◆ **Request**:
Extract each line of the material below that contains the string "segment".

[Shape annotation entries]
------

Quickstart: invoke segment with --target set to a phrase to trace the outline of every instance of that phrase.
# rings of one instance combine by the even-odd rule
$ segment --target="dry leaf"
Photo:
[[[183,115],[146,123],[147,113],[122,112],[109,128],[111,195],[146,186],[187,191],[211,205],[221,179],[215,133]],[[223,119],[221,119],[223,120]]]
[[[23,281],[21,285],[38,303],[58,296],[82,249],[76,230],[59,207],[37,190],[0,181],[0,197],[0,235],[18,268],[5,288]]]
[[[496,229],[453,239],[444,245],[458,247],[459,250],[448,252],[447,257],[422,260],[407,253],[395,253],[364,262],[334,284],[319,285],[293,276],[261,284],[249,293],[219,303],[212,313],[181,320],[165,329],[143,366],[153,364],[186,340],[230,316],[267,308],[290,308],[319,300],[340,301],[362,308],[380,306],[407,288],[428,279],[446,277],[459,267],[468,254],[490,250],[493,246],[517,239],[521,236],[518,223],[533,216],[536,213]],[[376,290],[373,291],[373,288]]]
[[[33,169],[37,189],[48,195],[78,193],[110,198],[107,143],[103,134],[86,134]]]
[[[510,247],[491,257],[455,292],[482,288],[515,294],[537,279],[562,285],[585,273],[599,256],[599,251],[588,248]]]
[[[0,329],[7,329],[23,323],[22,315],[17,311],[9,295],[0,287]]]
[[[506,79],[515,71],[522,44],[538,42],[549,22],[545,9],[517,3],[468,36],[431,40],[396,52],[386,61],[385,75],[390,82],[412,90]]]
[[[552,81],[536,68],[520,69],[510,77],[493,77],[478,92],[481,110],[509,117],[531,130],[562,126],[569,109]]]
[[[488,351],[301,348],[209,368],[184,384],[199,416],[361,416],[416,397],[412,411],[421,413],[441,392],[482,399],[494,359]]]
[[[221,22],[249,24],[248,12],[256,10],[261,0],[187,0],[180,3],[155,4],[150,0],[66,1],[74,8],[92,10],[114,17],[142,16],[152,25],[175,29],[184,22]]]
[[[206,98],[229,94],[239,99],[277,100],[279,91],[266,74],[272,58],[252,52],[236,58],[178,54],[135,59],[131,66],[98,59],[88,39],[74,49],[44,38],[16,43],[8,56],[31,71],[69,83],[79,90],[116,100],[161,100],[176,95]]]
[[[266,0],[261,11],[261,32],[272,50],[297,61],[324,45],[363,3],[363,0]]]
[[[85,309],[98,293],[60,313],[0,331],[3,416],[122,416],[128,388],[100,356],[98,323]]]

------

◆ **The answer**:
Quickstart: invoke segment with --target set to a phrase to trace the outline of every instance of that phrase.
$ segment --target="dry leaf"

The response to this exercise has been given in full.